Your instructions – Copy exactly the last part of the entries, starting from the line with "Task: check that each instance of the distant vegetation" and including the final line.

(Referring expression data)

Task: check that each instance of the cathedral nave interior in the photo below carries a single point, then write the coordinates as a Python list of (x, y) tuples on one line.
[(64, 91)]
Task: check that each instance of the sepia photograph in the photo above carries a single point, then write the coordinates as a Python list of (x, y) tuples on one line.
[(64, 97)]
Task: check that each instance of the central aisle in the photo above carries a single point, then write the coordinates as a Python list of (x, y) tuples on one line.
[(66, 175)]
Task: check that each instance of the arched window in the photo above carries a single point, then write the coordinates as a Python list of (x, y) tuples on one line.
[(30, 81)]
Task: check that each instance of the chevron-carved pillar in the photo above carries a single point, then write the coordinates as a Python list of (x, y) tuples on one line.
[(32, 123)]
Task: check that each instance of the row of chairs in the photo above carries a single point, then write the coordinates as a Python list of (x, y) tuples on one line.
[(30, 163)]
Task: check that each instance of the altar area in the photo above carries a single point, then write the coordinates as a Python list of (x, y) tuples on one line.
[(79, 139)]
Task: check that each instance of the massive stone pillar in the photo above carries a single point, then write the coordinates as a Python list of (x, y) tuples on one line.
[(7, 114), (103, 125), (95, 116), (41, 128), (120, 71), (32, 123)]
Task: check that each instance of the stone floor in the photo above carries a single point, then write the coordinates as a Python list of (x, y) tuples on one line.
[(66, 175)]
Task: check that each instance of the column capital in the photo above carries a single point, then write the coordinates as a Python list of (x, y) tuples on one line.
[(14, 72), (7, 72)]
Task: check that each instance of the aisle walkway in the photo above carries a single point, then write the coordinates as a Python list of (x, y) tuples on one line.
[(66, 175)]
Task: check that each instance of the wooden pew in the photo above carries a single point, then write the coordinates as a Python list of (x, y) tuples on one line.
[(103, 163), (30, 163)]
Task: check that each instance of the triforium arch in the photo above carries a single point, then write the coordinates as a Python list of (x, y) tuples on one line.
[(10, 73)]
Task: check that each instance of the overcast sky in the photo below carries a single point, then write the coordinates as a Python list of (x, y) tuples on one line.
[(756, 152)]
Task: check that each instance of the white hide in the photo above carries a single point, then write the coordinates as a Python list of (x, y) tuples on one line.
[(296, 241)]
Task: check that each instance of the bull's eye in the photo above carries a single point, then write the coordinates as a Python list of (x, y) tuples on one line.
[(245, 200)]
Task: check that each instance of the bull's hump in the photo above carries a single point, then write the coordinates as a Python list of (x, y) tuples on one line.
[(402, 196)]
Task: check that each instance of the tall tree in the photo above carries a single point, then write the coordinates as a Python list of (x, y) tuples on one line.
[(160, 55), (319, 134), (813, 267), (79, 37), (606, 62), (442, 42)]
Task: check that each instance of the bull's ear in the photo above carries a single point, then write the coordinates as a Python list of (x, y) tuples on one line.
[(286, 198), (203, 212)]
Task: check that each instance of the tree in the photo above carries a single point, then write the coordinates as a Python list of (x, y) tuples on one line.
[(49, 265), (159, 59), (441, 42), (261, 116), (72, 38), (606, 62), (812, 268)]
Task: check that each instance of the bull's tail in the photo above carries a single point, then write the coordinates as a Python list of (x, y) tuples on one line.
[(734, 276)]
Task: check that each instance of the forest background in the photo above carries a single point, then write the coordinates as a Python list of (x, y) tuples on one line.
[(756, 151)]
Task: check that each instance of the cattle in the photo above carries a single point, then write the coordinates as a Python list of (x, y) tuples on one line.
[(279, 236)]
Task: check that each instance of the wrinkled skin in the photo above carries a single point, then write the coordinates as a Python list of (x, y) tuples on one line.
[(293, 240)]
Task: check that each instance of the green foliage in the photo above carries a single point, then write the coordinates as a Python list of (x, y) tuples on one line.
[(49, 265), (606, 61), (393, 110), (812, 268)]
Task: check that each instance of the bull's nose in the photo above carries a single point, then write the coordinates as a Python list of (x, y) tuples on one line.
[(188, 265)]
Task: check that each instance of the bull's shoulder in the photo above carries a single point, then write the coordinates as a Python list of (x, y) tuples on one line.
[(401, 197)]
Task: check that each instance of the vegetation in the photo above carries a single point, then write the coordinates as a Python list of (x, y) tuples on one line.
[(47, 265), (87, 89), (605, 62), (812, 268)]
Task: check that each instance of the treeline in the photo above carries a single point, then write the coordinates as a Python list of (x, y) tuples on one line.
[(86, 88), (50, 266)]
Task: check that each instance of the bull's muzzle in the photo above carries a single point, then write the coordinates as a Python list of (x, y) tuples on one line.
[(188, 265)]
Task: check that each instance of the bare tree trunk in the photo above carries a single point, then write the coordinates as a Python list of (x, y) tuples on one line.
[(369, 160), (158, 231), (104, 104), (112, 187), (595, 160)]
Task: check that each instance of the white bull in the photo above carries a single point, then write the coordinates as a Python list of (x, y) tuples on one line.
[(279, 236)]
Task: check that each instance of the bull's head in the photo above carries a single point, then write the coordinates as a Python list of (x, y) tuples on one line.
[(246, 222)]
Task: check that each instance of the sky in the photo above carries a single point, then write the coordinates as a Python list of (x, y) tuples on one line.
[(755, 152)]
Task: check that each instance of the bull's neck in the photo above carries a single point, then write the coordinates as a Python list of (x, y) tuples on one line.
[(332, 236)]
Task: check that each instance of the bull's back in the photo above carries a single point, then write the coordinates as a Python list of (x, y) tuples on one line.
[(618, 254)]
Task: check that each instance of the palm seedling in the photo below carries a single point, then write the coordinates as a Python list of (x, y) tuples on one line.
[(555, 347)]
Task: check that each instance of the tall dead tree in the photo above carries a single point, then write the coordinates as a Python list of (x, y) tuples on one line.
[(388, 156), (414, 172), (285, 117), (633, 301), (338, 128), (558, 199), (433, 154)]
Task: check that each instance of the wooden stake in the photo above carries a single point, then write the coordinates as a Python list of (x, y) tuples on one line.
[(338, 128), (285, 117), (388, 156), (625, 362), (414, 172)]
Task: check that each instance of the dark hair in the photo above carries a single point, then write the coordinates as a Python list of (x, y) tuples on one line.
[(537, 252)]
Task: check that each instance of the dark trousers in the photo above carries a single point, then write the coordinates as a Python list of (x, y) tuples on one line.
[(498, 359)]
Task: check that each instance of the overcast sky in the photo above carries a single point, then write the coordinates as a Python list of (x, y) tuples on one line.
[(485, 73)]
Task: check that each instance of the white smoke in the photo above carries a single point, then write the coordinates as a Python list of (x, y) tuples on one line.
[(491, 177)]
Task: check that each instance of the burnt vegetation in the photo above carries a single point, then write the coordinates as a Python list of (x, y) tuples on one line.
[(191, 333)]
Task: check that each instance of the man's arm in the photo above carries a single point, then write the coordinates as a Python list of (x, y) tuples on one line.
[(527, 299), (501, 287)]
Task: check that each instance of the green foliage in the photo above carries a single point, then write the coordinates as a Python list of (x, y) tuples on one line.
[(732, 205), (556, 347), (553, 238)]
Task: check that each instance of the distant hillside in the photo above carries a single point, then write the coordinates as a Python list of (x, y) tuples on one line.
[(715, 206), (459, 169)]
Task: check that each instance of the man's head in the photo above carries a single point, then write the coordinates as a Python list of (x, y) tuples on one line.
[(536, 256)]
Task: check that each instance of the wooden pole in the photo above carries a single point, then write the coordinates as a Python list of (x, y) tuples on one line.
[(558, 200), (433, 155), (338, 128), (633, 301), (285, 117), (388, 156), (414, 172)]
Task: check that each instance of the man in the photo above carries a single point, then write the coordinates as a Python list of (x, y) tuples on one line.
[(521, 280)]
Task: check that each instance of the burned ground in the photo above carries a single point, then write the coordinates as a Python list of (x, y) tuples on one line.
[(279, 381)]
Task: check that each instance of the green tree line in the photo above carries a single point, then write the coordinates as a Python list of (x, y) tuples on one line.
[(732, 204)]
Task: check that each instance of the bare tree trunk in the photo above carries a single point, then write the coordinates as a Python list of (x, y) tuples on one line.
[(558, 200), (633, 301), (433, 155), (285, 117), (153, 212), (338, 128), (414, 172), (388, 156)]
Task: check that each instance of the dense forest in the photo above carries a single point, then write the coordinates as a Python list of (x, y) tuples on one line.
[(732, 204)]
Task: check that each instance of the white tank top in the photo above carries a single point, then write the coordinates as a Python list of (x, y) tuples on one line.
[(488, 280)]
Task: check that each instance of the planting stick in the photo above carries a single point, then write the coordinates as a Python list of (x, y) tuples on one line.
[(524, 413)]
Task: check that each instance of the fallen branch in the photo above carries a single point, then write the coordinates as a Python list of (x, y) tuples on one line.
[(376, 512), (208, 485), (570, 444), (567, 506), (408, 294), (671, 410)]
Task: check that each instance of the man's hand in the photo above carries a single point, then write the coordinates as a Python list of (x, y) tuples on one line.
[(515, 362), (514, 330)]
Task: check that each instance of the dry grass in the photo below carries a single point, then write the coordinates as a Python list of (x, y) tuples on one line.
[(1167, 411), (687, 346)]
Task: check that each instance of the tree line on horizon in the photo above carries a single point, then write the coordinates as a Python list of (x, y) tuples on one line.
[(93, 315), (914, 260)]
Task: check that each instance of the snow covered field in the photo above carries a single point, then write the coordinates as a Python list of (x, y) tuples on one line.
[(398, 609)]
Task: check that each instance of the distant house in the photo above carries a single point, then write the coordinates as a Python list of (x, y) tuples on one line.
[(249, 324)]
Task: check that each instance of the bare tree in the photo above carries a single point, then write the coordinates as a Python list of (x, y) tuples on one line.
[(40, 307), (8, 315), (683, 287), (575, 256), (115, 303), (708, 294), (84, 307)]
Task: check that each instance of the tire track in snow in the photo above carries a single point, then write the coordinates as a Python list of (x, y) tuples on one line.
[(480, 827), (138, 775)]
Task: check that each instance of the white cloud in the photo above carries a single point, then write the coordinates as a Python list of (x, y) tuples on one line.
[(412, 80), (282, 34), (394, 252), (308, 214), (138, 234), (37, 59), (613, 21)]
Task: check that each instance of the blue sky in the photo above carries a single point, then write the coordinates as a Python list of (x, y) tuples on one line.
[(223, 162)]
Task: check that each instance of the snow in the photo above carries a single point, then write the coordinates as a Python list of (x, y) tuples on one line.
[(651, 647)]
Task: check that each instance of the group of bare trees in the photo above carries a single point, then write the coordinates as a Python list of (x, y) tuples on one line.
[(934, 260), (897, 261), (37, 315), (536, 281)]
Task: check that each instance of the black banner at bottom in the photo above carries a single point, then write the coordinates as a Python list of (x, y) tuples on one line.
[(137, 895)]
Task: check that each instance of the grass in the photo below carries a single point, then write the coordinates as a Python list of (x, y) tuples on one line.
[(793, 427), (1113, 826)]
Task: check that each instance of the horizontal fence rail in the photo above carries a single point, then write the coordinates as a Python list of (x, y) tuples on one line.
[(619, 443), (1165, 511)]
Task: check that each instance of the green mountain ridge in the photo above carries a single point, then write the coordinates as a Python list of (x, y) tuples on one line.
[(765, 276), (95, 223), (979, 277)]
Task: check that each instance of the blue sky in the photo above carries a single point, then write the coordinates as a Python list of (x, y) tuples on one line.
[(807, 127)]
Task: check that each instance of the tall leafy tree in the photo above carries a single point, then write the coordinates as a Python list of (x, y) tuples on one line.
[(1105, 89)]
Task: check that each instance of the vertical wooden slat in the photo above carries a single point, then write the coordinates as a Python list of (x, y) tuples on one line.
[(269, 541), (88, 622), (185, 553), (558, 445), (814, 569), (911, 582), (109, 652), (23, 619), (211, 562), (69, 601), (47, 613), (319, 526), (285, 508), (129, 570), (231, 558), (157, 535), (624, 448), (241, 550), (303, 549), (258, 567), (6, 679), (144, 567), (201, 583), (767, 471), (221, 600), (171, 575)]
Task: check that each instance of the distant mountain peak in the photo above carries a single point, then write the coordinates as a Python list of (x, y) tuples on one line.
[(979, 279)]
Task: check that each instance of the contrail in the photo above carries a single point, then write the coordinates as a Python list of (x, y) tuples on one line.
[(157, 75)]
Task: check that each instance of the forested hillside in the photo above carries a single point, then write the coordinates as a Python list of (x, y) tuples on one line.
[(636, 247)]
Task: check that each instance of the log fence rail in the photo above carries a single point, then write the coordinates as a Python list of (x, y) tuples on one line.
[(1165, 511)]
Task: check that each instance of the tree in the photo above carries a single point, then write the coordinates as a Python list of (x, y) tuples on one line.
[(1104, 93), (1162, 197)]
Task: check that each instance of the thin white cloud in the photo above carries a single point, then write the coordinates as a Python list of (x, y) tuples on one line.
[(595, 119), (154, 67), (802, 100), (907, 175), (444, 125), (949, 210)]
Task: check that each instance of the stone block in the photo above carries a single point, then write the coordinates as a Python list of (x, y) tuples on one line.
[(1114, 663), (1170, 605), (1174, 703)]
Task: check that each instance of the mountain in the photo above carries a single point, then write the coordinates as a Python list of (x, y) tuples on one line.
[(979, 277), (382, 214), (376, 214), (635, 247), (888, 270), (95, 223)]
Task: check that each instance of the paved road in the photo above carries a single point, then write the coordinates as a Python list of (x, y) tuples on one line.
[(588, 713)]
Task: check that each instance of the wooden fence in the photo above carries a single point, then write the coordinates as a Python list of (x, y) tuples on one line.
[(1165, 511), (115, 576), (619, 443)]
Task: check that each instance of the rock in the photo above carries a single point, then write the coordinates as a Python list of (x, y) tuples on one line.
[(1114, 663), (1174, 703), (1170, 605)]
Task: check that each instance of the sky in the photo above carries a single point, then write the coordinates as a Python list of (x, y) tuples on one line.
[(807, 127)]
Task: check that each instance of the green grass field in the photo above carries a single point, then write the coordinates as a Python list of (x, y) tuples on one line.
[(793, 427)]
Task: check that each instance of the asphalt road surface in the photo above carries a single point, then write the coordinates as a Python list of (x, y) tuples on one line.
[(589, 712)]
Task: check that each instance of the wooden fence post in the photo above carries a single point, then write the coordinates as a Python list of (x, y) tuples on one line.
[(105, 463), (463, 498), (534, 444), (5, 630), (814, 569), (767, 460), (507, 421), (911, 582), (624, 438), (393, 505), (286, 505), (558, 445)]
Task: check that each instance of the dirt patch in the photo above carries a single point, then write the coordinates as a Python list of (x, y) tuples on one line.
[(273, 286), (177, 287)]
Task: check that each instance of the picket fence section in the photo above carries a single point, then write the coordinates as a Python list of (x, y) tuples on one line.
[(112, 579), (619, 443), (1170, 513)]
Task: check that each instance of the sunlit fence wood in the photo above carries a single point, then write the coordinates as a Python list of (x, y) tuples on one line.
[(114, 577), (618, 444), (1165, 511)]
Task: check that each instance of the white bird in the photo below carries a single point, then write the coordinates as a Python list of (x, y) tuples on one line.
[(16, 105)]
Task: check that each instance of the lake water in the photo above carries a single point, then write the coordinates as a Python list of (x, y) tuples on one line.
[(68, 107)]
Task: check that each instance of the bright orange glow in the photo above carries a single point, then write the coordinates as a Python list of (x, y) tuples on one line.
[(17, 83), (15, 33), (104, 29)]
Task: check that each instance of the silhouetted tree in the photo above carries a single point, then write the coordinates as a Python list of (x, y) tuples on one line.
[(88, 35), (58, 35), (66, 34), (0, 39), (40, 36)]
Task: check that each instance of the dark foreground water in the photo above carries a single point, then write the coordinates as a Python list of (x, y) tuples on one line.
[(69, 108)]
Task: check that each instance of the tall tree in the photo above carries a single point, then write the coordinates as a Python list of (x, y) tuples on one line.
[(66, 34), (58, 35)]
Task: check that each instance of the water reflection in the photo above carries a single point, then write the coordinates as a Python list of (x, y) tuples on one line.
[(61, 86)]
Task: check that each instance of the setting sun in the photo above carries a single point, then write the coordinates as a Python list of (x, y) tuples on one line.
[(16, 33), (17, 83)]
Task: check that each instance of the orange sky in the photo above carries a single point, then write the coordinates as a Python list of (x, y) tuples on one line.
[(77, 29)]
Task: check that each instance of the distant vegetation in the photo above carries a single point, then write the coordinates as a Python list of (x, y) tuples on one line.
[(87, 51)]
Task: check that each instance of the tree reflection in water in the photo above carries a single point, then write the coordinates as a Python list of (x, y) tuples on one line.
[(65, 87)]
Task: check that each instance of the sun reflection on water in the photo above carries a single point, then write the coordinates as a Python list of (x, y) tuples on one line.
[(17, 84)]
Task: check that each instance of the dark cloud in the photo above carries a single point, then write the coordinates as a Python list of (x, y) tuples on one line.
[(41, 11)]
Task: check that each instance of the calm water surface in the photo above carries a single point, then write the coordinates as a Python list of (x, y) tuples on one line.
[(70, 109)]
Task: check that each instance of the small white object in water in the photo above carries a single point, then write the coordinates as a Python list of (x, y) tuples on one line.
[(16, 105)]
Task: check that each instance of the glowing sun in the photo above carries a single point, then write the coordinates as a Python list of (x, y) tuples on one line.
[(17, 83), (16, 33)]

Exercise response –
Task: check that each instance of the distant vegetation in the photo above carries a single point, then write the coordinates as a Python list of (x, y) tuples on one line.
[(87, 51)]
Task: check that each instance of the tree reflection in water in the photo above carries a single point, then write the coordinates as a Python list of (x, y) tuples on one line.
[(65, 87)]
Task: check that each instance of the sun reflection on water in the photo above carries a single point, then write the coordinates as a Python list of (x, y) tuples on one line.
[(17, 84)]
Task: check that each instance of the dark cloud in the photo above carries a single point, then write the coordinates as a Python list of (x, y) tuples on one line.
[(41, 11)]
Task: check that each instance of the calm water surface in the photo above carries a single point, then write the coordinates as a Python list of (x, y) tuples on one line.
[(70, 109)]
Task: check that each instance of the small white object in water in the photo above carries a single point, then write the coordinates as a Python list of (x, y) tuples on one line.
[(16, 105)]
Task: check that each instance of the glowing sun in the photo above carries a single point, then write the coordinates as a Python list of (x, y) tuples on one line.
[(17, 83), (16, 33)]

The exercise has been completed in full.